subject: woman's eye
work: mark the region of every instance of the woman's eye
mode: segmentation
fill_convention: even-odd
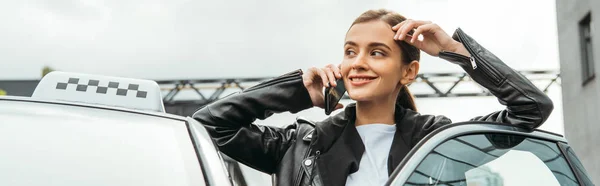
[[[356,55],[352,50],[346,50],[346,55]]]
[[[382,57],[382,56],[385,56],[385,54],[380,51],[373,51],[373,52],[371,52],[371,56]]]

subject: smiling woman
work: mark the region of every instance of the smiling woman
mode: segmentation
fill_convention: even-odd
[[[223,153],[274,175],[276,185],[383,185],[424,136],[452,122],[416,111],[406,85],[419,72],[420,51],[458,64],[506,106],[471,120],[535,128],[553,109],[542,91],[461,29],[451,37],[429,21],[369,10],[350,26],[343,49],[339,65],[282,75],[193,117]],[[323,108],[323,88],[338,86],[337,79],[356,102],[342,112],[284,127],[253,124],[273,113]]]

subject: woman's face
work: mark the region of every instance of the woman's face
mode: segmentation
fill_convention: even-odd
[[[348,31],[341,72],[353,100],[395,98],[401,83],[405,84],[405,65],[394,34],[383,21],[358,23]]]

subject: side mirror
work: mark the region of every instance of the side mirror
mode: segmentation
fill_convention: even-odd
[[[525,140],[524,136],[508,134],[485,134],[485,137],[498,149],[510,149],[521,144],[521,142]]]

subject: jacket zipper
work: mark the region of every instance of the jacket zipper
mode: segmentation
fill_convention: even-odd
[[[302,158],[302,161],[304,161],[304,159],[306,159],[306,157],[308,157],[308,155],[310,154],[310,151],[312,150],[312,145],[308,147],[308,151],[306,151],[306,154],[304,154],[304,158]],[[298,175],[296,175],[296,180],[294,181],[296,186],[300,186],[300,181],[302,181],[302,173],[304,173],[304,171],[302,170],[302,165],[300,165],[300,170],[298,170]]]
[[[281,82],[286,82],[286,81],[289,81],[289,80],[292,80],[292,79],[296,78],[296,76],[298,74],[302,74],[302,70],[296,70],[296,71],[293,71],[291,73],[287,73],[287,74],[284,74],[282,76],[279,76],[277,78],[273,78],[271,80],[259,83],[258,85],[255,85],[253,87],[247,88],[246,90],[244,90],[244,92],[249,92],[249,91],[253,91],[253,90],[256,90],[256,89],[268,87],[268,86],[271,86],[271,85],[274,85],[274,84],[278,84],[278,83],[281,83]]]
[[[315,169],[317,168],[317,160],[319,159],[319,156],[321,156],[321,151],[317,150],[317,152],[315,152],[317,155],[315,156],[315,160],[313,160],[313,166],[312,169],[310,170],[310,179],[308,179],[308,184],[312,185],[312,181],[315,178]]]
[[[462,43],[464,43],[464,40],[465,40],[465,39],[463,38],[462,34],[458,34],[458,38],[461,40],[461,42],[462,42]],[[474,57],[474,58],[475,58],[477,61],[480,61],[480,63],[479,63],[479,64],[481,64],[481,66],[483,66],[483,68],[481,68],[481,69],[483,69],[483,71],[485,71],[485,73],[486,73],[486,74],[489,74],[489,75],[491,75],[491,76],[493,77],[493,80],[492,80],[492,82],[494,82],[494,84],[495,84],[495,85],[498,85],[498,84],[500,83],[500,81],[501,81],[501,78],[500,78],[500,76],[498,75],[498,73],[497,73],[497,72],[495,72],[495,71],[493,70],[493,68],[490,68],[490,67],[489,67],[489,66],[488,66],[488,65],[487,65],[487,64],[484,62],[484,60],[483,60],[483,59],[481,59],[479,56],[477,56],[477,55],[473,55],[473,54],[475,54],[475,51],[474,51],[474,50],[471,48],[471,46],[469,46],[469,45],[464,45],[464,46],[465,46],[465,47],[467,48],[467,50],[468,50],[468,51],[471,53],[471,56],[472,56],[472,57]],[[475,63],[475,61],[471,61],[471,63]]]
[[[302,73],[302,72],[300,72],[300,73]],[[314,130],[313,133],[312,133],[313,137],[310,140],[310,144],[308,144],[308,150],[306,151],[306,154],[304,154],[304,157],[302,158],[302,161],[304,161],[304,159],[306,159],[310,155],[310,152],[312,151],[312,148],[313,148],[313,146],[315,145],[315,143],[317,141],[316,140],[317,139],[316,138],[316,136],[317,136],[317,129],[315,128],[313,130]],[[319,152],[319,154],[321,154],[321,151],[317,150],[317,152]],[[314,162],[314,163],[316,163],[316,162]],[[314,169],[314,167],[313,167],[313,169]],[[294,185],[300,186],[300,184],[301,184],[300,182],[302,181],[301,180],[302,179],[302,173],[304,173],[304,171],[302,170],[302,165],[300,165],[300,170],[298,171],[298,175],[296,176],[296,181],[295,181],[296,183]]]

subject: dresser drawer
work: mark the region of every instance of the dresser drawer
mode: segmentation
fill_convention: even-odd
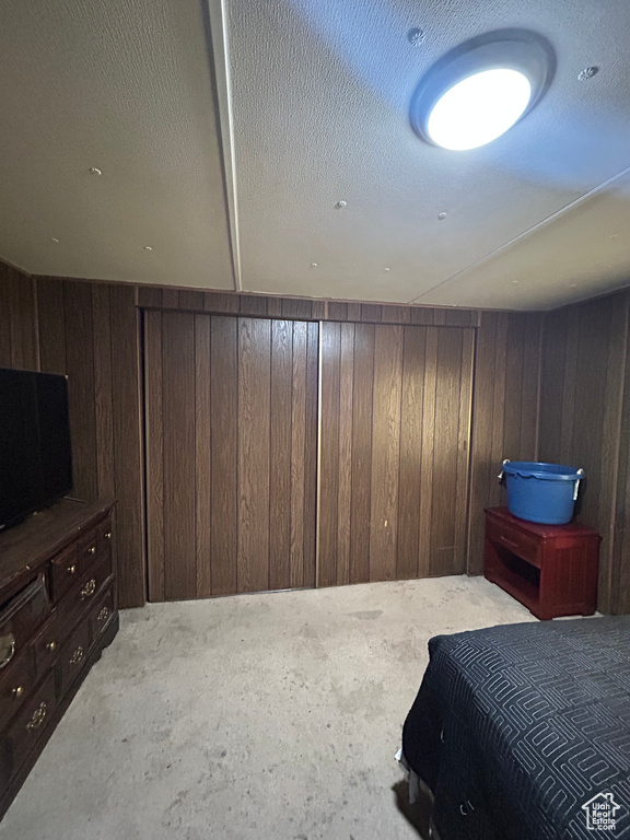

★ ★ ★ ★

▶ _STATED EXERCISE_
Pick out each line of the data above that contains the word "instance".

▶ _FINISHED ANSWER_
work: mark the region of every instance of the woman's eye
work: mark the region of every instance of the smiling woman
work: mark the region of every instance of the woman's face
work: mark the region of every instance of the side mirror
work: mark the region of every instance of the jacket zipper
work: mark the region of every instance of the dresser drawer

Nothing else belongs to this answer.